▶ **TEXT UNDER STUDY**
__________________________________________________

After Brill-Edwards reviewed the file herself, she believed that there were
potential problems with Imitrex. She was particularly concerned that Glaxo had
only thin documentation to show that Imitrex was not a danger to heart vessels.
Brill-Edwards also wondered about Imitrex's recommended dosage of six
milligrams. Glaxo studies had shown that a one-milligram dose was enough for
some patients and three milligrams worked for up to 60 percent of patients. Only
an additional 10 to 20 percent benefited from the six-milligram dose. Yet
contrary to standard medical practice, which recommends tailoring dosage to a
patient's needs, Glaxo recommended six milligrams for everyone. (A Glaxo
spokesperson told Mother Jones that the company chose the six-milligram
dose as "the best balance between efficacy and safety.")
For more than two weeks, Brill-Edwards (who is under orders not to discuss
Imitrex with the media) raised concerns within her bureau about Imitrex's
safety, and questioned Glaxo's efforts to expedite the drug's approval. In a
Jan. 7, 1992 memo, she described the situation to her boss, Dr. Claire Franklin,
then the director of the Bureau of Human Prescription Drugs:
At 5:15 p.m. [Jan. 6], Ms. Gita Lingam, [then the] head of regulatory affairs
for Glaxo, telephoned.a Threatening remarks were made courteously. Ms. Lingam
noted that Mr. Randall Chase [then a senior vice president of Glaxo Canada]
intends to take the matter "to a higher level" if there are further delays.
Legal action was intimated.a
[T]he product monograph remains less than adequate in its characterization of
safe usage of this valuable new product. My recommendation is that the clinical
division should be required to remedy the deficiencies in the product
monograph.--This action should be undertaken notwithstanding substantial
pressure to the contrary from the manufacturer.
The deficiencies in the monograph were not remedied. On Jan. 16, 1992, nine
days after Brill-Edwards wrote her memo, Glaxo announced that it would construct
a $70 million manufacturing facility in Canada, promising more jobs and research
spending.
Four days later, on Jan. 20, senior managers at Health and Welfare Canada
approved Imitrex.
The next month, when Glaxo launched its promotional campaign for Imitrex in
Canada, it claimed the drug "works only on the painfully swollen blood vessels
in the head." The labeling for Imitrex, however, recommended that people with
serious heart problems shouldn't be prescribed the drug, indicating that Glaxo
was, in fact, aware of its potential effect on heart vessels.
But when reports began to file in at Health and Welfare about side effects
following an injection of Imitrex, Glaxo officials took the public position that
these reactions were rare and unexplainable. As of July 1992, Health and Welfare
had received only 20 voluntary reports of adverse side effects associated with
the use of Imitrex, including severe chest pain and breathing difficulties. But
by November, an additional 70 reports had been filed, again including chest
symptoms. That month, Health and Welfare and Glaxo quietly cooperated in
rewording the product labeling. The new labeling advised doctors to take a
careful medical history to avoid prescribing Imitrex to anyone with heart
disease.
Meanwhile, in Britain (where Imitrex had been available since 1991), a new
chapter in the drug's story had begun. A case report was published in May of
1992 in the British Medical Journal concerning a 47-year-old man with no
sign of heart disease who developed severe chest pain after injections of
Imitrex. Further tests with the patient showed that within six minutes of
receiving a shot, his heart vessels began constricting. A month after this case
was reported, the U.K. Committee on Safety of Medicines, Britain's drug
regulatory group, reported that Imitrex could cause heart vessels to constrict.

__________________________________________________

▶ **EXERCISE SET**
A - Decide whether each statement agrees with the Imitrex passage. Answer yes or no for each, and quote the words from the passage that settle it.
(i) Glaxo recommended the same six-milligram dose for all patients.
(ii) The deficiencies in the product monograph were fixed.
(iii) By July 1992, Health and Welfare had received 90 reports of side effects.
B - Duplicate the part of the Imitrex passage between "Legal action was" and "from the manufacturer.", inclusive.
You won't need the items at all.

__________________________________________________

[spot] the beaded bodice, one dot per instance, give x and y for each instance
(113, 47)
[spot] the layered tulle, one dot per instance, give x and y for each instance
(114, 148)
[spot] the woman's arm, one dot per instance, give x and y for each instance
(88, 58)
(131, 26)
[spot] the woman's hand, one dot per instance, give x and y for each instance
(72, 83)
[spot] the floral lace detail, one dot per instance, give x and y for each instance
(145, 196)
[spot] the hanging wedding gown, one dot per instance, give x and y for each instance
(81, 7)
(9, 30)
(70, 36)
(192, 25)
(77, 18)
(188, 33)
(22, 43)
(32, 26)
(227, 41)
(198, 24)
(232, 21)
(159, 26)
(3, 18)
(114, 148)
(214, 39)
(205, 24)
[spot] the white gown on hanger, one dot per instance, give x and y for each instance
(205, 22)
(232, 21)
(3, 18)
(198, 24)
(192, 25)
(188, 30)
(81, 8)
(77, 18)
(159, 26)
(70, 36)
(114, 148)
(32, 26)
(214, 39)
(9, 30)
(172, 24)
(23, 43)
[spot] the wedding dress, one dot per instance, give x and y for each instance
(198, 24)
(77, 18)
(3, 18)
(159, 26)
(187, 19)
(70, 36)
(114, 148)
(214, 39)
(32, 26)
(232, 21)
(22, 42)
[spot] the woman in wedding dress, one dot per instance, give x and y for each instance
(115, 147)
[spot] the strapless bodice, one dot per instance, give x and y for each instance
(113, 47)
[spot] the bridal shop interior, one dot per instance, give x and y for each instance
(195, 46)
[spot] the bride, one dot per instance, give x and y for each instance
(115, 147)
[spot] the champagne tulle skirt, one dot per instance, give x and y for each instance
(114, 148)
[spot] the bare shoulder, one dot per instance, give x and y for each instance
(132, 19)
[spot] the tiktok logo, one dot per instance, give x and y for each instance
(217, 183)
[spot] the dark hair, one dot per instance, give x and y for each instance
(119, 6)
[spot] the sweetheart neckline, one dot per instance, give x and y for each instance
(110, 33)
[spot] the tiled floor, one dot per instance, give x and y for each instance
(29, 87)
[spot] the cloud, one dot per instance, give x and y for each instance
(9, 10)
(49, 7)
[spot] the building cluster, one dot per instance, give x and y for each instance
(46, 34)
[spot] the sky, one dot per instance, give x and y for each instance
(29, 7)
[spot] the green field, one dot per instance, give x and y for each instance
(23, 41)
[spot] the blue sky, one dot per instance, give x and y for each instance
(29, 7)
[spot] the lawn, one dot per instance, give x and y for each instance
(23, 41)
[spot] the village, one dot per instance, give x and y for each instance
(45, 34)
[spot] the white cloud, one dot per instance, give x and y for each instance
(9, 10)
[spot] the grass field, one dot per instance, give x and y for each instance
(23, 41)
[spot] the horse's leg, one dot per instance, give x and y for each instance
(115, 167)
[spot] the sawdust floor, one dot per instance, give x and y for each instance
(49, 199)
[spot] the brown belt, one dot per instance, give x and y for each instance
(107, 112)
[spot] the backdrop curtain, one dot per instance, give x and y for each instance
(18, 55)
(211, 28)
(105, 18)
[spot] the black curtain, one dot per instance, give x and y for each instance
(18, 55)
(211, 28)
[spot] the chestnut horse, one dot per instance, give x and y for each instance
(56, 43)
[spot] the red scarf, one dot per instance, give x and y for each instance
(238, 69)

__________________________________________________

▶ **RESPONSES TO THE TASKS**
A -
(i) Yes: "Glaxo recommended six milligrams for everyone."
(ii) No: "The deficiencies in the monograph were not remedied."
(iii) No: "As of July 1992, Health and Welfare had received only 20 voluntary reports of adverse side effects"

B -
Legal action was intimated.a
[T]he product monograph remains less than adequate in its characterization of
safe usage of this valuable new product. My recommendation is that the clinical
division should be required to remedy the deficiencies in the product
monograph.--This action should be undertaken notwithstanding substantial
pressure to the contrary from the manufacturer.